═════ Supplied information

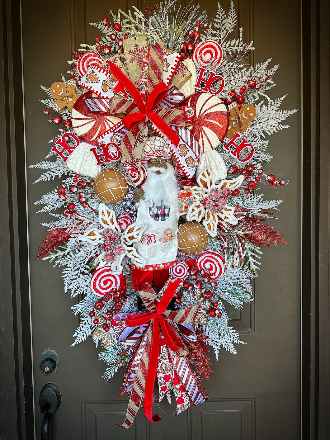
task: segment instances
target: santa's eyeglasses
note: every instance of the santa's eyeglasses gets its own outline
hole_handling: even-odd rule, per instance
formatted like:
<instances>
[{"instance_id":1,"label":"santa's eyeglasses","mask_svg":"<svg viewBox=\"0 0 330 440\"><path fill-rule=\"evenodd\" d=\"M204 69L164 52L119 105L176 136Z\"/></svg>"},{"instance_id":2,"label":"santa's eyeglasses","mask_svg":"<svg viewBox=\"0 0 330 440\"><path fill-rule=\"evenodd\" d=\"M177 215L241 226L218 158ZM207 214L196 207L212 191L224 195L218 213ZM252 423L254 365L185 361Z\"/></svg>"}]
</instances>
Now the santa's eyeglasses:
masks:
<instances>
[{"instance_id":1,"label":"santa's eyeglasses","mask_svg":"<svg viewBox=\"0 0 330 440\"><path fill-rule=\"evenodd\" d=\"M165 159L161 159L160 161L157 160L157 158L153 158L152 159L150 159L149 162L151 162L152 164L158 164L160 163L161 165L165 165L166 163L166 161Z\"/></svg>"}]
</instances>

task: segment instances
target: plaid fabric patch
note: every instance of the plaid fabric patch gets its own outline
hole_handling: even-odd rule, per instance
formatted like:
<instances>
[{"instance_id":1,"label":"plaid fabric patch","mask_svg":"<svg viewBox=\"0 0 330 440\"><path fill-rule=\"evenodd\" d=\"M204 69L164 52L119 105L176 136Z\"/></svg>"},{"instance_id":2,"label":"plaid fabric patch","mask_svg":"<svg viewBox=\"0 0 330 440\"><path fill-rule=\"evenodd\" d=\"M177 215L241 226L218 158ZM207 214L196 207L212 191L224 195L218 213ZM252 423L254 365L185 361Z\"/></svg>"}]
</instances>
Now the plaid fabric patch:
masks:
<instances>
[{"instance_id":1,"label":"plaid fabric patch","mask_svg":"<svg viewBox=\"0 0 330 440\"><path fill-rule=\"evenodd\" d=\"M136 219L137 209L139 207L139 202L135 202L133 200L135 191L135 189L131 187L125 196L125 200L121 202L124 211L133 217L134 221ZM167 220L169 218L169 207L168 205L155 206L154 205L149 205L149 213L151 218L156 221L164 221Z\"/></svg>"}]
</instances>

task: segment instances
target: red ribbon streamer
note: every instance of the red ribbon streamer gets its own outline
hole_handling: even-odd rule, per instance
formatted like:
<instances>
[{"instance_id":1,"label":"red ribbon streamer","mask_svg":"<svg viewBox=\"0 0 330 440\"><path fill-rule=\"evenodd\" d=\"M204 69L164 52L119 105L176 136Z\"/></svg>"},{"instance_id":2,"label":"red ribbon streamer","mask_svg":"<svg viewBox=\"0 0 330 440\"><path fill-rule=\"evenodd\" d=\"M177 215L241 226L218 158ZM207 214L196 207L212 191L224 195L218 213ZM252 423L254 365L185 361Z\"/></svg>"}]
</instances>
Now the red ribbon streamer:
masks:
<instances>
[{"instance_id":1,"label":"red ribbon streamer","mask_svg":"<svg viewBox=\"0 0 330 440\"><path fill-rule=\"evenodd\" d=\"M157 305L156 312L130 315L126 319L125 323L128 327L140 326L154 319L151 348L146 379L146 389L144 390L144 414L149 420L154 423L161 420L161 418L158 414L155 414L154 416L152 415L152 401L158 365L160 329L161 329L161 332L167 346L173 352L177 352L182 346L180 338L167 321L164 319L162 315L181 282L180 280L176 280L170 284Z\"/></svg>"},{"instance_id":2,"label":"red ribbon streamer","mask_svg":"<svg viewBox=\"0 0 330 440\"><path fill-rule=\"evenodd\" d=\"M153 89L145 104L141 94L129 78L128 78L126 75L113 63L109 62L109 66L111 73L114 75L117 79L131 94L133 101L140 110L139 112L128 114L124 117L123 119L123 123L125 126L129 130L132 130L136 125L144 121L146 117L148 117L151 122L153 122L176 147L177 147L180 140L179 137L159 115L152 111L167 93L168 87L165 83L162 81L157 84Z\"/></svg>"}]
</instances>

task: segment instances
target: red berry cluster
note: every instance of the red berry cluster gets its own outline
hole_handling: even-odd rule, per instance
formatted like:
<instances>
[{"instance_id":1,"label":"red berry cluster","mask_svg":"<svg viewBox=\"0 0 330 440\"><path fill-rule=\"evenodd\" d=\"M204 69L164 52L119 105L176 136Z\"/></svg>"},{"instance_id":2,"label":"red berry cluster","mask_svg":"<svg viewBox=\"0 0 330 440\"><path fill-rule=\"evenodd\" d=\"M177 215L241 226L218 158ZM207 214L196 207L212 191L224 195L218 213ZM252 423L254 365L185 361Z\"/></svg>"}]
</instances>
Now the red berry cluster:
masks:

══════════

**Aim of the exercise**
Determine how many lines in the material above contain the word "gets", and reply with only that number.

**Answer to this problem**
4